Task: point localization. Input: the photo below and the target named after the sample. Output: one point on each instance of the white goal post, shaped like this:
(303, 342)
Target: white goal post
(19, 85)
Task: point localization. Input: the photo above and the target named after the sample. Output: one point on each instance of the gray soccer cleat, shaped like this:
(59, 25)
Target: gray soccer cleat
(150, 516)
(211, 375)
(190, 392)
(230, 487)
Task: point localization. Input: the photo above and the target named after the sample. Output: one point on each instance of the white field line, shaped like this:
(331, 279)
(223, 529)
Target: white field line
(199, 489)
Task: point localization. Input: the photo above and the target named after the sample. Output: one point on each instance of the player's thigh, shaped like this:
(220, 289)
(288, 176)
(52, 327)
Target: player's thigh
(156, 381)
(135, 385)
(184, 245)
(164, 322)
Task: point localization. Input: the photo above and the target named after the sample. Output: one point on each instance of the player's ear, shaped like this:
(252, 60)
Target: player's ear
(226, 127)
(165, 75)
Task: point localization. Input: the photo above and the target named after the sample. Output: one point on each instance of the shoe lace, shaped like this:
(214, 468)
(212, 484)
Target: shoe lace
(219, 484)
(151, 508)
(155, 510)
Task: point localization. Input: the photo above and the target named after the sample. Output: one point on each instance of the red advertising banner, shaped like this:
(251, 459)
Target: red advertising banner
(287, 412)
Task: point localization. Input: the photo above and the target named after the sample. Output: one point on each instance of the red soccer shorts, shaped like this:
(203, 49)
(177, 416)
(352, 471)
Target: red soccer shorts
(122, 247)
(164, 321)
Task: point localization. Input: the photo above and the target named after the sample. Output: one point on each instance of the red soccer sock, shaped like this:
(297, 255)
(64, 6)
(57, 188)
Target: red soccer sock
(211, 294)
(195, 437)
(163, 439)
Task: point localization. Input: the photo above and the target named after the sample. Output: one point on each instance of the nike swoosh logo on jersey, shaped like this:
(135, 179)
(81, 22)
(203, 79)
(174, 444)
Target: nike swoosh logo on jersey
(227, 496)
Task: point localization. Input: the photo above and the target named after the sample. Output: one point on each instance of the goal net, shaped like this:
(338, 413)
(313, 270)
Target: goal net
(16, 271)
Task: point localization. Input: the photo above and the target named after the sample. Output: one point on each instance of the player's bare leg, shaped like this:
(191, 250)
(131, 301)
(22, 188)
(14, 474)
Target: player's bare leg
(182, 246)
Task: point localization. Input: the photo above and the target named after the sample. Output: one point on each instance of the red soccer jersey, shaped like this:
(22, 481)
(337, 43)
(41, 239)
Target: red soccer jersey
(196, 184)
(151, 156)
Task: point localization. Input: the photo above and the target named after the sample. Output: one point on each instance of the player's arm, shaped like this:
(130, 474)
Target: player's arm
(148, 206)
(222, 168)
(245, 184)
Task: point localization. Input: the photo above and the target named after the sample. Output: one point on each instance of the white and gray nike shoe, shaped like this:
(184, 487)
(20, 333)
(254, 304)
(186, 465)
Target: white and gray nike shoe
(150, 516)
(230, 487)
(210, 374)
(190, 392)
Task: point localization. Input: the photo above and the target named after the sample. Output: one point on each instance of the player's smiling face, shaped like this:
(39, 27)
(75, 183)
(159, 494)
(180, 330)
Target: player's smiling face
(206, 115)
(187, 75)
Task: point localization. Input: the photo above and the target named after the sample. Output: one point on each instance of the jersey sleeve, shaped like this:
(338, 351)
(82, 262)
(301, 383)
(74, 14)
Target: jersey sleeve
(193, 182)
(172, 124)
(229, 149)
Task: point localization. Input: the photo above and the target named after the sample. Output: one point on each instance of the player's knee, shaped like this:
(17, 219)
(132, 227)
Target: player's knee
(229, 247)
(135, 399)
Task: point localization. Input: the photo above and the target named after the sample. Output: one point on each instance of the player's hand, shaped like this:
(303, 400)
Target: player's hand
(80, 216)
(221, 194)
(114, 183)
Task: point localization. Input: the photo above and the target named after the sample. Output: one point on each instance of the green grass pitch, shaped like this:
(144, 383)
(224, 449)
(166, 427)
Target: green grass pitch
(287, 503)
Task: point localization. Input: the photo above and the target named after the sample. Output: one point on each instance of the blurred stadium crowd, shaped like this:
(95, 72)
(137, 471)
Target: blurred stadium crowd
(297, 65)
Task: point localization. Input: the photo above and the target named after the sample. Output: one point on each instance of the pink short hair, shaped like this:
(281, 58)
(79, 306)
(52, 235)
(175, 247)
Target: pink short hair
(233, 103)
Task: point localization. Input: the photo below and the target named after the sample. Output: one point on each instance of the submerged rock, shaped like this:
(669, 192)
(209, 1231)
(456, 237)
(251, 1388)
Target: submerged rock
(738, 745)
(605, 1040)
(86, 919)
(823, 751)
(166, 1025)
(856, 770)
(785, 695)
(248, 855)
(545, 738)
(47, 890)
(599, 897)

####################

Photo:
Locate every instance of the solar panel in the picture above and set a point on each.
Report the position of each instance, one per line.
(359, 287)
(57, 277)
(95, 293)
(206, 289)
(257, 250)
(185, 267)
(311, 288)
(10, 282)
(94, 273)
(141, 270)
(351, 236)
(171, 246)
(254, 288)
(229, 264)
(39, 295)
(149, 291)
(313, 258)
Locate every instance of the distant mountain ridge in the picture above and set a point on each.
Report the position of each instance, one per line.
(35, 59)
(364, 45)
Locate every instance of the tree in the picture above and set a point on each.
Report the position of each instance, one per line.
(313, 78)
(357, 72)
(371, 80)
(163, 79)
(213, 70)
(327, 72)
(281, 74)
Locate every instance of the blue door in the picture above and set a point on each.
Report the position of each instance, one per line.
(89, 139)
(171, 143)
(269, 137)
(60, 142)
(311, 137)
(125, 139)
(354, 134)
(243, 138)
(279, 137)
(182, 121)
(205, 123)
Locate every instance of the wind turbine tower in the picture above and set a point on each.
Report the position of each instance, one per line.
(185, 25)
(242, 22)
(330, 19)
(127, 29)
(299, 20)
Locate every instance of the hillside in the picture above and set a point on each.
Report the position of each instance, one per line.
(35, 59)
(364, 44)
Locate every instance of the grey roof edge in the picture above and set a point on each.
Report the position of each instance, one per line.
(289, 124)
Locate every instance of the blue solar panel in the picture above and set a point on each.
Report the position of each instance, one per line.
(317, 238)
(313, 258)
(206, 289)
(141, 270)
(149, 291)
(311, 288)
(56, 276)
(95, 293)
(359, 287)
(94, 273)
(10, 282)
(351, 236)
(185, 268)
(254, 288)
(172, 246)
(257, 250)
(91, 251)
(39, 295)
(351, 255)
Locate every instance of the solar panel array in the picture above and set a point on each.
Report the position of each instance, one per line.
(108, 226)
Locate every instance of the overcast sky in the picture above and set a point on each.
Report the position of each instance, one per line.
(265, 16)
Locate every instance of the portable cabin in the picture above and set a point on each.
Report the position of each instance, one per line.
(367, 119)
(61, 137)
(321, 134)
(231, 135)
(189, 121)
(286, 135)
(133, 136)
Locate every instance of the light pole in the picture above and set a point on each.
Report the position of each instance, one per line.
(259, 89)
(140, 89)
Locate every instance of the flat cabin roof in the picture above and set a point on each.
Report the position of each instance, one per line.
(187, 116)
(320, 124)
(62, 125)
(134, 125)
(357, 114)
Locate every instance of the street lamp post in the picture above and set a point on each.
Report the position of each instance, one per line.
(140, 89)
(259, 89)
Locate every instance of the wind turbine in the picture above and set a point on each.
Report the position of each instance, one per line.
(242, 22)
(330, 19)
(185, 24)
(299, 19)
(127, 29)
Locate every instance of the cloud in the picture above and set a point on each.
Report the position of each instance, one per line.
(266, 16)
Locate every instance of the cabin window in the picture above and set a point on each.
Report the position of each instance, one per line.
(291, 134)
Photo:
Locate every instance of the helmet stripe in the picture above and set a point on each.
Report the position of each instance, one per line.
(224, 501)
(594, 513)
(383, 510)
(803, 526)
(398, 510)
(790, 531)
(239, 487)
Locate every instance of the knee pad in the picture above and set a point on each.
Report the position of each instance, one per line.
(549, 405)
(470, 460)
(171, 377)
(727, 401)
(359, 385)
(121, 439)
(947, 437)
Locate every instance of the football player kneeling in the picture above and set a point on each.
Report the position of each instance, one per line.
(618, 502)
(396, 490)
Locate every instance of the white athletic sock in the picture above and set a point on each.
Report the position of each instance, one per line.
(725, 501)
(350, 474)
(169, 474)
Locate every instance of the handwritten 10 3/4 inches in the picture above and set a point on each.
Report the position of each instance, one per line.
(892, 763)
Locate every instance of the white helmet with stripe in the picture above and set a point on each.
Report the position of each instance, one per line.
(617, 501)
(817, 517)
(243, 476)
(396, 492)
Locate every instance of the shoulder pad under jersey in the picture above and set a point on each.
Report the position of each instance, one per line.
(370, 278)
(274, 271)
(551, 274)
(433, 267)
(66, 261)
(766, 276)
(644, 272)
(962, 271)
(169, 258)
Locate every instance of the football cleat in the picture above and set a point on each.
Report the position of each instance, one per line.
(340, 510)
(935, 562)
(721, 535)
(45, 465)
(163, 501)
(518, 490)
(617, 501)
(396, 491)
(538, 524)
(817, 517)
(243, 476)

####################

Pick out each line in the entries above that contains the word "helmet", and copy those lines.

_Solution for this problem_.
Locate every instance of the helmet stripe in the picture above and set a point on each.
Locate every instance of the white helmet with stripe in the picture above and set a point on each.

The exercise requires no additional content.